● **Aim**
Please lay out everything from the line containing "Where can you spot the truck" down to the end of the records as a JSON list of strings, one string per line, leaving out blank lines. Leave the pictures out of the answer.
::::::::::
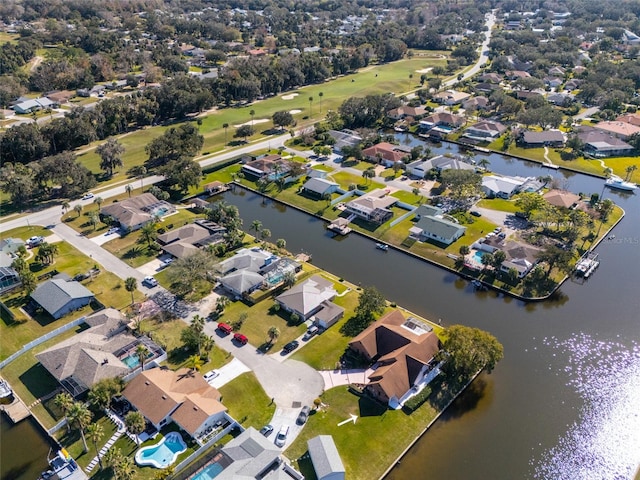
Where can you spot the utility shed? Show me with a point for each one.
(325, 458)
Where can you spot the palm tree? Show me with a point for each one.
(256, 225)
(80, 414)
(142, 352)
(130, 284)
(148, 233)
(273, 333)
(95, 432)
(136, 424)
(195, 362)
(64, 401)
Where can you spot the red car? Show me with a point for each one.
(224, 328)
(241, 339)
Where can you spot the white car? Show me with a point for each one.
(211, 375)
(150, 282)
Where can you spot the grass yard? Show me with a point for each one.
(364, 448)
(247, 401)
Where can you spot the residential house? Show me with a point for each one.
(133, 213)
(270, 167)
(320, 187)
(548, 138)
(406, 111)
(450, 97)
(310, 297)
(600, 144)
(386, 153)
(442, 122)
(373, 206)
(184, 241)
(10, 246)
(403, 348)
(485, 130)
(432, 226)
(325, 458)
(561, 198)
(33, 105)
(184, 397)
(344, 138)
(60, 296)
(619, 129)
(250, 456)
(105, 350)
(494, 186)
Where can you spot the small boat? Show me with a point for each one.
(620, 184)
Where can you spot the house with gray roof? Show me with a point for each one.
(431, 227)
(325, 458)
(308, 298)
(105, 350)
(320, 186)
(60, 296)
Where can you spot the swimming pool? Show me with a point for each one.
(162, 454)
(209, 472)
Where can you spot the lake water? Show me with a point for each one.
(565, 401)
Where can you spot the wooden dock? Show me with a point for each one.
(16, 411)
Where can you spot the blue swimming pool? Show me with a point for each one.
(162, 454)
(209, 472)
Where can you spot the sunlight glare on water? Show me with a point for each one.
(605, 444)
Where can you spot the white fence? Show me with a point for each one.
(42, 339)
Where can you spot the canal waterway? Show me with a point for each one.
(565, 401)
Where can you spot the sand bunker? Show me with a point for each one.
(254, 122)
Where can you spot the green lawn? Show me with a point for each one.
(247, 402)
(365, 448)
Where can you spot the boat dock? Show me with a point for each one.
(587, 264)
(16, 410)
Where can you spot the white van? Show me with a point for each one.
(281, 438)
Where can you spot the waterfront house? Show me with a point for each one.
(373, 206)
(135, 212)
(60, 296)
(386, 154)
(309, 298)
(319, 187)
(325, 458)
(485, 130)
(548, 138)
(403, 348)
(184, 397)
(494, 186)
(105, 350)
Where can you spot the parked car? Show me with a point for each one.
(224, 328)
(211, 375)
(266, 430)
(290, 347)
(311, 331)
(281, 438)
(241, 339)
(150, 282)
(303, 415)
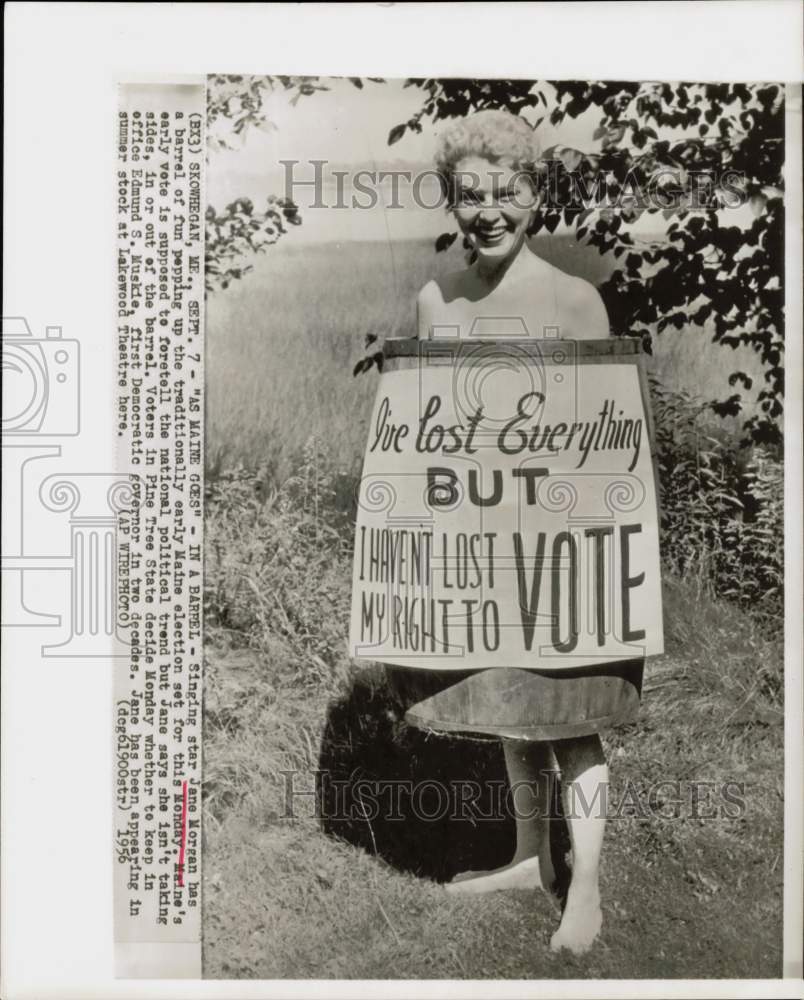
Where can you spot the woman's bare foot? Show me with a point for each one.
(581, 920)
(530, 873)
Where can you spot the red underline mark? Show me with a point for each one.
(183, 843)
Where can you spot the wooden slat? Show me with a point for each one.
(586, 351)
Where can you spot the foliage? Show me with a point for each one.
(721, 512)
(235, 104)
(704, 267)
(276, 561)
(239, 231)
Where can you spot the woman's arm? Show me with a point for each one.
(588, 318)
(426, 305)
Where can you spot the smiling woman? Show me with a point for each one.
(490, 171)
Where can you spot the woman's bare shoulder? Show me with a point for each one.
(582, 308)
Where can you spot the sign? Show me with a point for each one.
(507, 512)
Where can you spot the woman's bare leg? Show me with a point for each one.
(530, 775)
(584, 779)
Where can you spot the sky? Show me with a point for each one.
(347, 126)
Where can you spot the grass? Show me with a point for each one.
(281, 346)
(312, 896)
(353, 895)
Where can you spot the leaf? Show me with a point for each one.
(396, 133)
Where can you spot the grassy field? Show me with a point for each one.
(281, 345)
(331, 892)
(310, 896)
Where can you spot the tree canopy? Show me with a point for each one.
(688, 151)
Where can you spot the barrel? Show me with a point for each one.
(523, 704)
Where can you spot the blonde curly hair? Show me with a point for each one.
(497, 136)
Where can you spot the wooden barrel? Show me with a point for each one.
(520, 702)
(525, 704)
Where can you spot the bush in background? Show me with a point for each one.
(722, 508)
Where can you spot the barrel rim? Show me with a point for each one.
(542, 349)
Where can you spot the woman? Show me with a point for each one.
(489, 165)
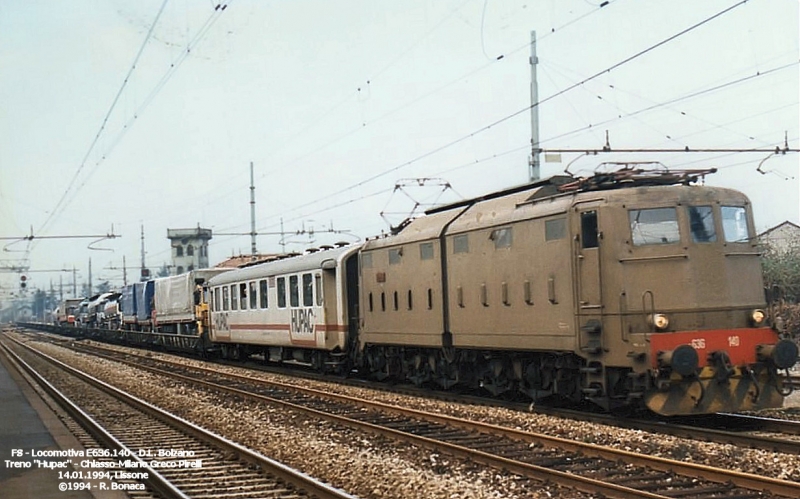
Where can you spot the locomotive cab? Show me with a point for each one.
(670, 304)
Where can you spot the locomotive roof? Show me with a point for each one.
(553, 196)
(300, 263)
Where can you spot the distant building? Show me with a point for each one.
(189, 249)
(245, 260)
(782, 238)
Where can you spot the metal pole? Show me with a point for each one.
(253, 251)
(534, 163)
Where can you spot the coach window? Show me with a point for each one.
(734, 224)
(502, 237)
(461, 244)
(281, 292)
(426, 251)
(318, 286)
(294, 291)
(555, 229)
(654, 226)
(253, 295)
(701, 224)
(243, 295)
(308, 290)
(234, 297)
(263, 289)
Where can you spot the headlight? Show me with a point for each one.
(757, 317)
(660, 321)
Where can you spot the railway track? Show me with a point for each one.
(582, 466)
(736, 429)
(171, 457)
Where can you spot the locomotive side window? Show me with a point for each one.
(502, 237)
(589, 229)
(654, 226)
(281, 292)
(461, 244)
(426, 251)
(701, 223)
(318, 285)
(294, 291)
(366, 260)
(253, 295)
(308, 290)
(734, 224)
(555, 229)
(263, 290)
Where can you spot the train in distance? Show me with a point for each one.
(629, 289)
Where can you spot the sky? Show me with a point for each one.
(120, 117)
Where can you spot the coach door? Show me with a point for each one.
(587, 266)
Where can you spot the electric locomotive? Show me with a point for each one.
(624, 289)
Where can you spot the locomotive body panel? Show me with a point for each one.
(401, 290)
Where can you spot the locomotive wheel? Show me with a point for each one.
(418, 369)
(446, 373)
(495, 377)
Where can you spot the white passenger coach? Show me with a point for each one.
(295, 308)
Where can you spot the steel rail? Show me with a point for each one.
(301, 480)
(745, 480)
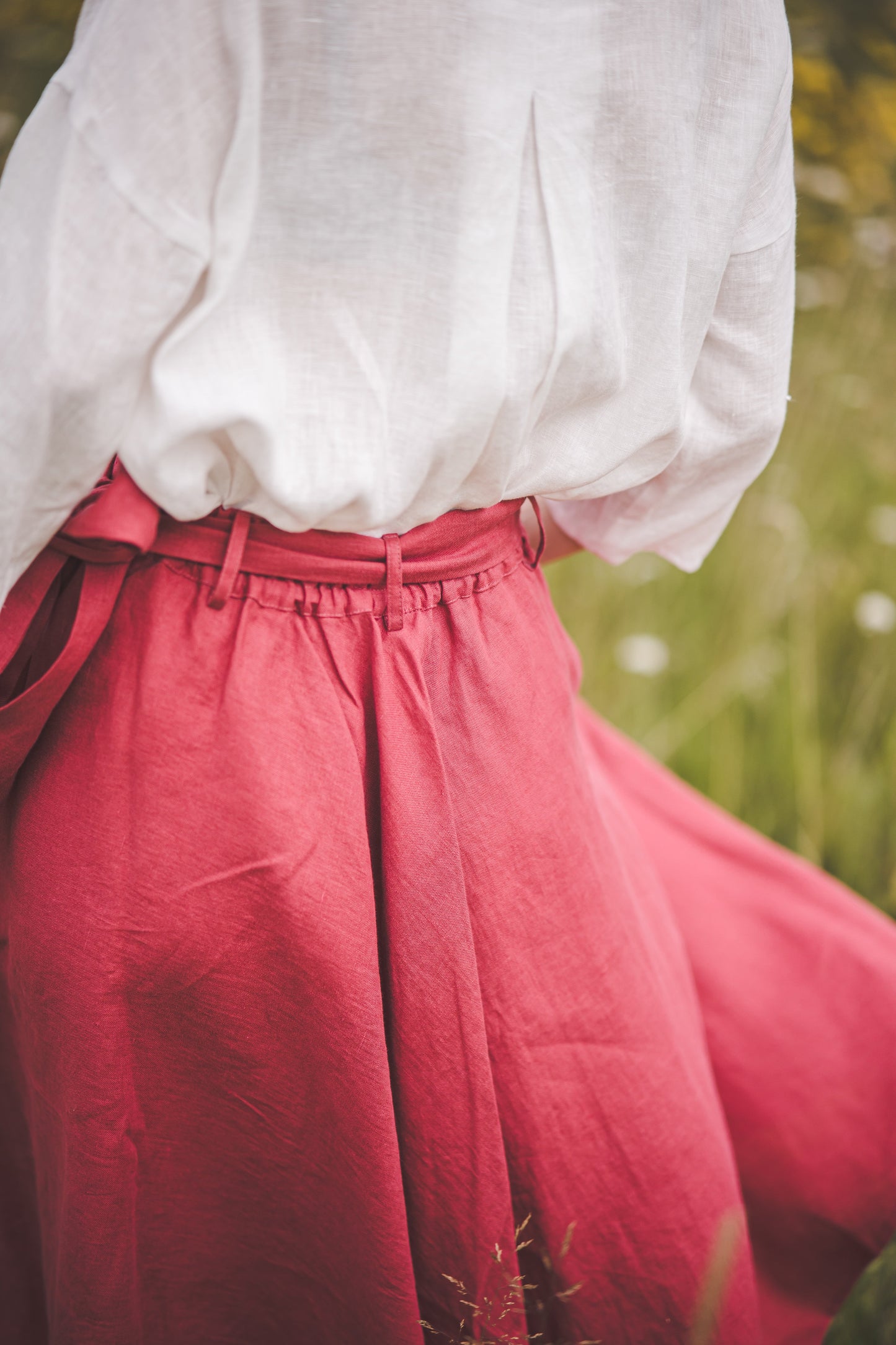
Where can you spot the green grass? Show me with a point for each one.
(774, 702)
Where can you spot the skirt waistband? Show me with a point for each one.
(118, 521)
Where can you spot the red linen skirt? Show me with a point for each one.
(339, 938)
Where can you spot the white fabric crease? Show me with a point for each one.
(352, 266)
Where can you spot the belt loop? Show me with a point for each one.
(394, 594)
(233, 560)
(536, 556)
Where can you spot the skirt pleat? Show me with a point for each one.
(335, 954)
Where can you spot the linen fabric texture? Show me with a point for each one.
(353, 267)
(331, 953)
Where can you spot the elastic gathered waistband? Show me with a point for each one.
(118, 522)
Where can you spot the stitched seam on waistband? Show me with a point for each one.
(176, 568)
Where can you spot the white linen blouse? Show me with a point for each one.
(350, 264)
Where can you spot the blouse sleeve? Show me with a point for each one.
(105, 221)
(738, 396)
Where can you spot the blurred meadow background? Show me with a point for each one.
(768, 678)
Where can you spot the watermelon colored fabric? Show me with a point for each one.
(331, 951)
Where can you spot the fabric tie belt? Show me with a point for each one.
(53, 618)
(118, 521)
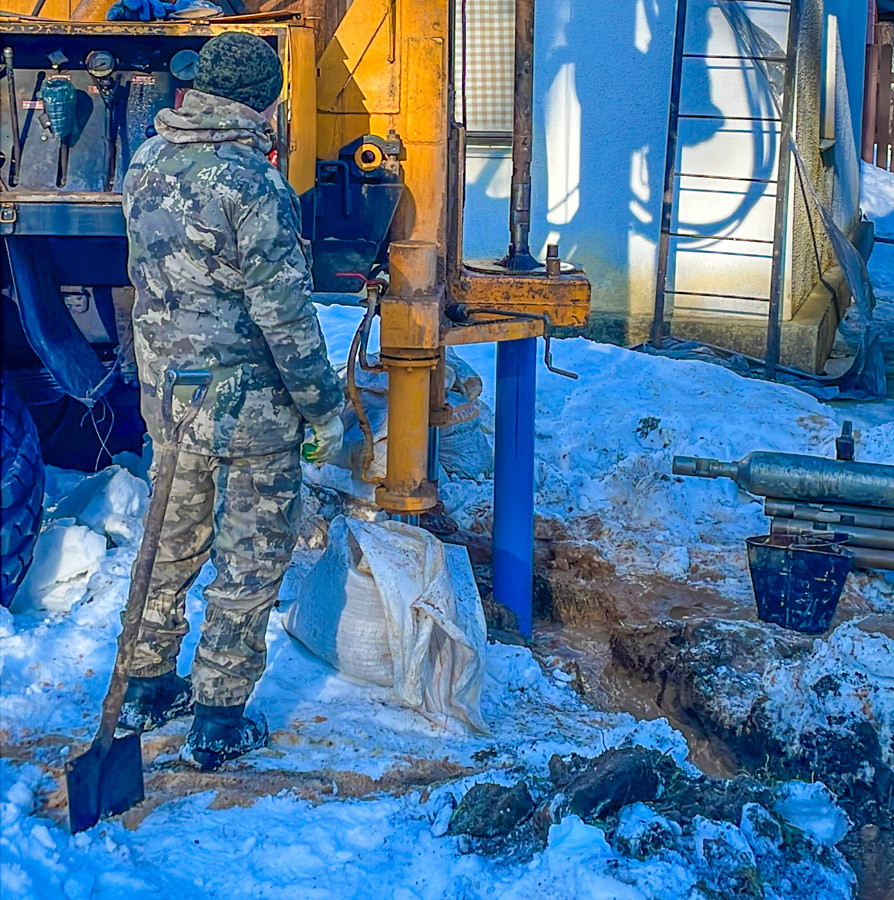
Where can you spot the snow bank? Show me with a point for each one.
(877, 198)
(363, 850)
(845, 681)
(605, 444)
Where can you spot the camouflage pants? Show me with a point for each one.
(243, 513)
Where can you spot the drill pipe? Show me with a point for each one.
(793, 476)
(519, 256)
(832, 514)
(874, 538)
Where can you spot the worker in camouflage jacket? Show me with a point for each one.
(222, 279)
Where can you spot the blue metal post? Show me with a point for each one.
(514, 479)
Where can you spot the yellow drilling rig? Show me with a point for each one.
(367, 136)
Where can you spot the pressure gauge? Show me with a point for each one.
(183, 65)
(101, 63)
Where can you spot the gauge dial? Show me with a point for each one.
(183, 65)
(101, 63)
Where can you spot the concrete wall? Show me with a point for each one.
(602, 81)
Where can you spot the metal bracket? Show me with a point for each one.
(461, 312)
(9, 214)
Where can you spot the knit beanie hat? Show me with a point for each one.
(241, 67)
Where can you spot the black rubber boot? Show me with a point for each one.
(150, 702)
(219, 733)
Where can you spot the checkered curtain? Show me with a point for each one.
(489, 45)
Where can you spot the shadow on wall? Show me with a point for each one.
(602, 85)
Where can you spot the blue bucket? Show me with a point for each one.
(798, 578)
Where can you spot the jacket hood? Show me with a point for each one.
(207, 118)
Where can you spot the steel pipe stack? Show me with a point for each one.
(815, 495)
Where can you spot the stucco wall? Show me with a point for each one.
(602, 81)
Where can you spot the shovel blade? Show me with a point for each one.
(104, 784)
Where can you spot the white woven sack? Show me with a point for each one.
(381, 605)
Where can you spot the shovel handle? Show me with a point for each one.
(166, 466)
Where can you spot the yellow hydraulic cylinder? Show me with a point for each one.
(410, 340)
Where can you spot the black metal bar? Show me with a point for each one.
(519, 256)
(721, 117)
(761, 2)
(670, 161)
(722, 296)
(716, 237)
(729, 178)
(736, 58)
(779, 229)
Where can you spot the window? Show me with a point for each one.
(489, 61)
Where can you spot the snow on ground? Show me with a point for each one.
(604, 450)
(845, 681)
(56, 662)
(605, 445)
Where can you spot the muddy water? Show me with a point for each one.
(586, 653)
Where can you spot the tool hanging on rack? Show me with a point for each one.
(59, 101)
(671, 232)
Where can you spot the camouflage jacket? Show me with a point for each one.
(222, 279)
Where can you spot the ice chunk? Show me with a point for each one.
(812, 808)
(573, 838)
(65, 557)
(761, 828)
(7, 623)
(642, 832)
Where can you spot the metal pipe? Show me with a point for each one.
(15, 162)
(513, 532)
(670, 162)
(862, 517)
(519, 256)
(870, 558)
(794, 476)
(410, 340)
(777, 284)
(874, 538)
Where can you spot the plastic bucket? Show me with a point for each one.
(798, 579)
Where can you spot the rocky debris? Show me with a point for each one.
(600, 787)
(491, 810)
(787, 704)
(642, 833)
(744, 839)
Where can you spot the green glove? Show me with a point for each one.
(326, 442)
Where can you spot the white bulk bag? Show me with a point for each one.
(384, 606)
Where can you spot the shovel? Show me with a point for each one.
(107, 779)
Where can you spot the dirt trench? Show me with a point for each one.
(657, 648)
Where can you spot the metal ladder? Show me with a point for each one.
(672, 175)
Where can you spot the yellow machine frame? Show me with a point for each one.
(386, 70)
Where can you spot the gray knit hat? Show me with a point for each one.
(240, 67)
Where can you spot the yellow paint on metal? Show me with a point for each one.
(91, 10)
(386, 69)
(53, 9)
(368, 157)
(406, 489)
(566, 300)
(301, 102)
(496, 330)
(413, 268)
(410, 340)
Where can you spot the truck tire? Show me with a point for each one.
(22, 481)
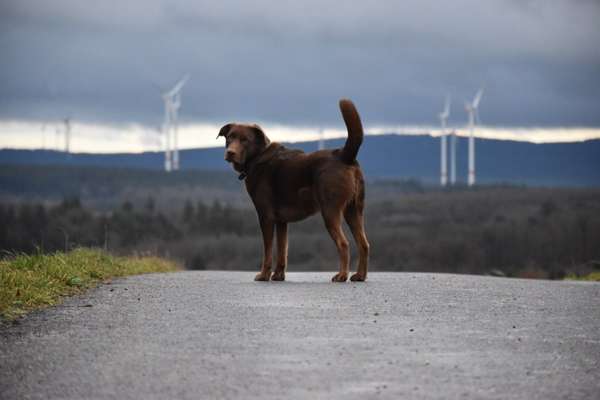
::::::::::
● **Full answer**
[
  "Where can you spot the truck tire? Show me with a point for each one.",
  "(22, 481)"
]